# [Description of the task]
Reproduce each of the following items verbatim, keeping every line unchanged.

┌──

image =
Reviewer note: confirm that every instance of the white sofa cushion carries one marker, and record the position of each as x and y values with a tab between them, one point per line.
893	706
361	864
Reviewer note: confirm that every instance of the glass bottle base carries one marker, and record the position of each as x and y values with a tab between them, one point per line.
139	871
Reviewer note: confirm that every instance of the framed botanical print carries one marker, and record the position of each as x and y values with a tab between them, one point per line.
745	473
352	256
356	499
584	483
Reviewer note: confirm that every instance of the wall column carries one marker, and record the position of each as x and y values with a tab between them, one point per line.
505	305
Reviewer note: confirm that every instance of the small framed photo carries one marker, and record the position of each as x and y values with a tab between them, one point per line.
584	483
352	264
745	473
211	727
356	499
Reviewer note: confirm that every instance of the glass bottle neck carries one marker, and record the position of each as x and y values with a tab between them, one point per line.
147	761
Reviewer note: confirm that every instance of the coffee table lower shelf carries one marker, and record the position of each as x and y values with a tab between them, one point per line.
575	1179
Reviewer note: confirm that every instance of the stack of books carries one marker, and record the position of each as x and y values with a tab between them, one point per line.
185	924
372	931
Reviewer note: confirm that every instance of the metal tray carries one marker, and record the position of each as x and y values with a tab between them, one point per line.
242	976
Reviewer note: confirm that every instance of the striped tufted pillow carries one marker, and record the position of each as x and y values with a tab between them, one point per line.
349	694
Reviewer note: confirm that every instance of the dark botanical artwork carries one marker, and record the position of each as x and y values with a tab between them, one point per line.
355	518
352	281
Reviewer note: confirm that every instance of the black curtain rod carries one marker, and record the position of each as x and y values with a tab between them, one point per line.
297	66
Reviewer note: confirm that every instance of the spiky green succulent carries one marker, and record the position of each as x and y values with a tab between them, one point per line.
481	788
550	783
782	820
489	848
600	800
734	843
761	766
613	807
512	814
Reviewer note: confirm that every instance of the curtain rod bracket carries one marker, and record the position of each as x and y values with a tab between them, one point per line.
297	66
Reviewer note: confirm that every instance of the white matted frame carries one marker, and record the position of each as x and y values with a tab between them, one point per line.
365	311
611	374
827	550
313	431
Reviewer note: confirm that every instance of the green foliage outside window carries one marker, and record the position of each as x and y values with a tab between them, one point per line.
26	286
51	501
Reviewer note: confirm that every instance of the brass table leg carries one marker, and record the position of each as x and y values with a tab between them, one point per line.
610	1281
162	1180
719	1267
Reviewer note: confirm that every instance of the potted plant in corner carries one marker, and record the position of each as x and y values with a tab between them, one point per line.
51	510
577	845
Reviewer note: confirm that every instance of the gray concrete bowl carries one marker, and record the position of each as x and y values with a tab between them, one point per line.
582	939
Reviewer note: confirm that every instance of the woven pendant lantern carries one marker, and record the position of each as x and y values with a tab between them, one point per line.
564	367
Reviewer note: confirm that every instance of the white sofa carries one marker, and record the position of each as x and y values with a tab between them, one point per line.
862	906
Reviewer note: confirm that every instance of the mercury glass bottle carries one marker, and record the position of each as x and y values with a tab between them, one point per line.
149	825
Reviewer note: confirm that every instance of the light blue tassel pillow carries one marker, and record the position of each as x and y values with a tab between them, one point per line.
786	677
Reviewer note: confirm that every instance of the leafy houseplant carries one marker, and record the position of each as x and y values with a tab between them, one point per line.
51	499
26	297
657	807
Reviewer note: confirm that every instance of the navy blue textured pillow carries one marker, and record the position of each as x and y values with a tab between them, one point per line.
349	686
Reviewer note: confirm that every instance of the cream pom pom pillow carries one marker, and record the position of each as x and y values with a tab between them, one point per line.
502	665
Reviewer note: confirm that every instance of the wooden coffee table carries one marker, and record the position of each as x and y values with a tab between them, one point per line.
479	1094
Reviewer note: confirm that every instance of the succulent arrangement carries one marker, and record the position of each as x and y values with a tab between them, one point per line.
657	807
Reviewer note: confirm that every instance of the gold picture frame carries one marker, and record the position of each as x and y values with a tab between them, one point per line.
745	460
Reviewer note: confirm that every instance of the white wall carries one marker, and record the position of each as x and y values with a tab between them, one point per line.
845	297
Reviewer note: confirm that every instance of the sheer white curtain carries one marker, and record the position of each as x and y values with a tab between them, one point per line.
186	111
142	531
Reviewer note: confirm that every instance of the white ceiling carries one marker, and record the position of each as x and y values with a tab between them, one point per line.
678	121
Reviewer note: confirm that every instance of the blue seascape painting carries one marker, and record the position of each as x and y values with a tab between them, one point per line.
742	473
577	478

└──

# [Result]
image =
Reviewer note: confirm that every instance of the white sofa cushion carries one marker, and record the position of each as x and y values with a tab between them, one point per line.
893	706
361	864
Reviewer note: confirm that every instance of the glass bottle base carries one marker, and record the position of each as x and y values with a tab between them, one point per line.
139	871
Reviewer note: confirm that every instance of the framed botanical print carries one marker, and record the position of each as x and y values with a tab between them, one point per line.
745	473
352	256
356	499
584	483
Reviewer note: confirm that every instance of the wall column carries one marker, and record the position of each as x and y values with a tab between them, one point per line.
505	305
Reviewer note: confirm that every instance of the small framed photo carries one marker, and record the position of each as x and y values with a tab between them, one point per line.
584	483
352	264
745	473
211	727
356	499
Reviewer note: confirm that every instance of the glass bottle neck carries one marker, and record the position of each as x and y values with a tab between them, one point per line.
147	761
Reviewer note: confirm that every instance of the coffee table lower shelf carries one marker, and record the position of each as x and y values with a tab between them, one point per line.
575	1179
Reviewer note: confirm that every instance of the stack of books carries one marker, and record the position of each as x and y values with a tab between them, one point per line.
185	924
372	931
Reviewer note: confirm that every instance of the metal tray carries one marker, and record the position of each as x and y values with a tab between them, one point per line.
242	976
Reviewer note: confirm that every instance of the striped tufted pillow carries one marker, and record the position of each as x and y values with a tab between them, one point per line.
349	694
Reviewer note: confirm that every instance of the dark botanical artwork carries one marker, and record the position of each as x and y values with a tab between them, one point per line.
355	518
352	281
Reviewer note: confirm that every instance of the black curtain rod carries one marker, and record the position of each as x and y values with a tab between them, one point per line.
297	66
Reviewer note: confirm that every instance of the spiky green succulent carries one marker, and record the position of each as x and y values with a tab between them, one point per line.
481	788
550	783
782	820
489	848
600	800
734	843
761	766
613	807
512	814
Reviewer note: confirm that every instance of the curtain rod bracket carries one marker, and record the position of each as x and y values with a tab between them, one point per line.
297	66
Reviewer note: confirm that every instance of the white matted frame carries one marker, and record the position of each as x and y values with a tab between them, one point per line.
365	311
611	374
827	550
313	431
Reviewer note: confirm that every instance of the green foliage outside window carries one marker, and record the position of each as x and y values with a tab between them, one point per line.
26	286
51	501
Reviewer note: confirm that every instance of the brass table leg carries one marker, and record the position of each as x and y values with a tab between them, one point per line.
610	1281
162	1180
719	1267
Reviewer note: confirm that every instance of the potted plant in corner carries one marker, and record the position of each as x and y values with a tab between them, one point per line.
51	510
577	845
Reviewer note: confirm that every instance of the gray concrete bowl carries one marker, and record the position of each as x and y values with a tab between them, one point per line.
582	939
Reviewer note: confirm that every instance of the woven pendant lantern carries one marker, and record the position of each as x and y values with a tab between them, one point per line.
564	367
Reviewer note: confirm that every instance of the white sofa carries one marker, and record the position of each as x and y values with a tab between them, one point per line.
862	906
Reviewer note: confirm that every instance of the mercury glass bottle carries one marker, and record the position of each as x and y values with a tab between them, one point per line.
149	825
Reviewer note: confirm that every instance of the light blue tassel pillow carries one marker, and record the position of each as x and y values with a tab between them, one point per line.
786	677
Reviewer note: confirm that every instance of the leafy houseplant carries one marker, and record the position of each as x and y values with a tab between them, one point per line.
51	499
26	297
657	807
Reviewer note: confirm that every instance of the navy blue textured pillow carries one marker, and record the position of each as x and y values with a tab between them, one point per line.
349	686
Reviewer note: confirm that every instance of the cream pom pom pillow carries one marker, and record the position of each as x and y values with a tab between them, one point per line.
502	665
Reviewer note: confirm that every instance of the wooden coffee table carries one marker, and record the position of each as x and y values with a tab between them, one point per line.
479	1094
Reviewer note: confirm that every instance of the succulent arrangement carries one marker, and record the position of each as x and y values with a tab between them, one point per line.
657	807
Reviewer note: confirm that every instance of the gold picture frame carries one marker, and record the position of each as x and y values with a tab between them, one point per line.
745	460
Reviewer note: confirm that every instance of the white wall carries one marker, and record the position of each as x and y values with a tab between them, one point per line.
845	297
Reviewer note: confirm that every instance of the sheer white curtain carries one marker, and record the position of each as x and y values with a tab between them, one point per line.
186	111
142	531
Reviewer note: confirm that every instance of the white ceiling carries one marker, and record the position of each as x and y values with a tab between them, one point per line.
678	121
Reviewer note: confirm that every instance of the blue seascape painting carries one marker, and record the position of each as x and y values with a tab between them, one point per line.
742	473
577	478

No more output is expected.